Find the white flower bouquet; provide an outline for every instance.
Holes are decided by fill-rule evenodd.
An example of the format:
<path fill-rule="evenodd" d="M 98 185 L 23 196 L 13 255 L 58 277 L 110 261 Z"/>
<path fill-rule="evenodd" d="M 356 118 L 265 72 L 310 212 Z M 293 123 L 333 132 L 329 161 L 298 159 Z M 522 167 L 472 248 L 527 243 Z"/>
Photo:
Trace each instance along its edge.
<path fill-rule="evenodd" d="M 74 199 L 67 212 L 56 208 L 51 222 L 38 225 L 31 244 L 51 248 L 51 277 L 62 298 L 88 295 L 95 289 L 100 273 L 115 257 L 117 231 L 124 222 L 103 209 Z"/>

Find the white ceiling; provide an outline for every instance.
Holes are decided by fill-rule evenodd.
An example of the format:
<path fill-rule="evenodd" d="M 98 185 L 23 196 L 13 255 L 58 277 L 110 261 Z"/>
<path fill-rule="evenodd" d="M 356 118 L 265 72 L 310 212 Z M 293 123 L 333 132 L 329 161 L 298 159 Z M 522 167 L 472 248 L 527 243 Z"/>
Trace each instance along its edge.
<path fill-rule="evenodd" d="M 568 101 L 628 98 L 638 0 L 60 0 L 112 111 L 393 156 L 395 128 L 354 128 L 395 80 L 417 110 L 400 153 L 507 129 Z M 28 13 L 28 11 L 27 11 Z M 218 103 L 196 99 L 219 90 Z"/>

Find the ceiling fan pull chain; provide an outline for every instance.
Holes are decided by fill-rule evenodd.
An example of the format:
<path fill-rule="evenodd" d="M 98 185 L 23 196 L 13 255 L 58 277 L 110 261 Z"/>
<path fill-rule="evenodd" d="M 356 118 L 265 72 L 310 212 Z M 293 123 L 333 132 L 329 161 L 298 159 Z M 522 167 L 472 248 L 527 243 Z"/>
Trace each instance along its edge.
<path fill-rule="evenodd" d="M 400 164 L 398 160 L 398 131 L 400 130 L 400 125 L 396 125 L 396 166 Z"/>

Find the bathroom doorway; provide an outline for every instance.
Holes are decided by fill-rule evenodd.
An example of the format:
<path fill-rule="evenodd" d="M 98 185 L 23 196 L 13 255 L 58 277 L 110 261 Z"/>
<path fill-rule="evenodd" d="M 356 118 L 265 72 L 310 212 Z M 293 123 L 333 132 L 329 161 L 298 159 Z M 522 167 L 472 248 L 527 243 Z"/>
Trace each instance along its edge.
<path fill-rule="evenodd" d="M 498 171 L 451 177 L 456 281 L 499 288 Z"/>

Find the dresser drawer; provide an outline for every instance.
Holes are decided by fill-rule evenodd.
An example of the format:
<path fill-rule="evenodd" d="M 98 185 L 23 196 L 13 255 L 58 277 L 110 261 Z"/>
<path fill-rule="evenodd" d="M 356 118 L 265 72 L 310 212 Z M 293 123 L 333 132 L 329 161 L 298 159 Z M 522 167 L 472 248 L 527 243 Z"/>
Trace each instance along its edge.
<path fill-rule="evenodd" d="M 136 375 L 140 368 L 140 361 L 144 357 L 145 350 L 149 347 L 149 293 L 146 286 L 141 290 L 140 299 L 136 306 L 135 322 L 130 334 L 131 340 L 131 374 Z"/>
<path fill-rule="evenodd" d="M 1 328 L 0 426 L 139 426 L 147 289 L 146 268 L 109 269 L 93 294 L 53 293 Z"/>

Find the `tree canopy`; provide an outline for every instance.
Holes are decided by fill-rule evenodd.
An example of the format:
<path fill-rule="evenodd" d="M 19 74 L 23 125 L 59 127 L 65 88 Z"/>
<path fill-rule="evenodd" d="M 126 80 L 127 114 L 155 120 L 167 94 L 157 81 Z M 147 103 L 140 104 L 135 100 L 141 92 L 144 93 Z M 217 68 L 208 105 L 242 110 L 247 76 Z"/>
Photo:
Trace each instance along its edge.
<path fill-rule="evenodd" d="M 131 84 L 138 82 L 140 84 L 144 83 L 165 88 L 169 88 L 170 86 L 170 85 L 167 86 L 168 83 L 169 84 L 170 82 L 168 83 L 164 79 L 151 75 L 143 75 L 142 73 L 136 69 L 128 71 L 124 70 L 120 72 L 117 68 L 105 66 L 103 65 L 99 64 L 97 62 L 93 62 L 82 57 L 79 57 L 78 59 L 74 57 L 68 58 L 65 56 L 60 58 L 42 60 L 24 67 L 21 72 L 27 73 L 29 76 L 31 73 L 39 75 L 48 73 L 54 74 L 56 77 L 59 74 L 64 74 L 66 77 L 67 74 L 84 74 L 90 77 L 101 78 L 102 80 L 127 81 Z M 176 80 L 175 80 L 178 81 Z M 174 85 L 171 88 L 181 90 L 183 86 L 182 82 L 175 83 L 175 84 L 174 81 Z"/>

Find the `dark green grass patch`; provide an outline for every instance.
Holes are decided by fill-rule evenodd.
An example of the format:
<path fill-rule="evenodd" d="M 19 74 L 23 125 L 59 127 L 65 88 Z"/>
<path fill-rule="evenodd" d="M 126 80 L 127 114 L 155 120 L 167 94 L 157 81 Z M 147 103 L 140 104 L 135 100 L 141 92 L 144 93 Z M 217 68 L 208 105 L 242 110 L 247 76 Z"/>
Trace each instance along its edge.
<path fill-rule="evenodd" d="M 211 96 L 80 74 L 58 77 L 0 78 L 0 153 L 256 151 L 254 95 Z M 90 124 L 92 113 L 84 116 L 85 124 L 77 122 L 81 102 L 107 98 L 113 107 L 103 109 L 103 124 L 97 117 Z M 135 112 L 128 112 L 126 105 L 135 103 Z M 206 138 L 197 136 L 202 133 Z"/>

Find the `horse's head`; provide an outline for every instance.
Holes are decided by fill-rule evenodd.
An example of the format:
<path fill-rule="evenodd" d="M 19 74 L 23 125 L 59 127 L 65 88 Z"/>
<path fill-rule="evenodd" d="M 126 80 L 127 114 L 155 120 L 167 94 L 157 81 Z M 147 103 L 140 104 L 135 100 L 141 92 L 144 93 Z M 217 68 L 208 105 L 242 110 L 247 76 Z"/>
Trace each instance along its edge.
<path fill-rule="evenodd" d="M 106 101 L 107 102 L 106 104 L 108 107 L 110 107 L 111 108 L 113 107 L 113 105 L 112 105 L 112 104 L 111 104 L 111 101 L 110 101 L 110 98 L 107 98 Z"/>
______
_TASK DESCRIPTION_: Tally the lines of the records that contain the string "every", treating uppercase and lowercase as different, and give only the number.

_TASK RESULT_: 8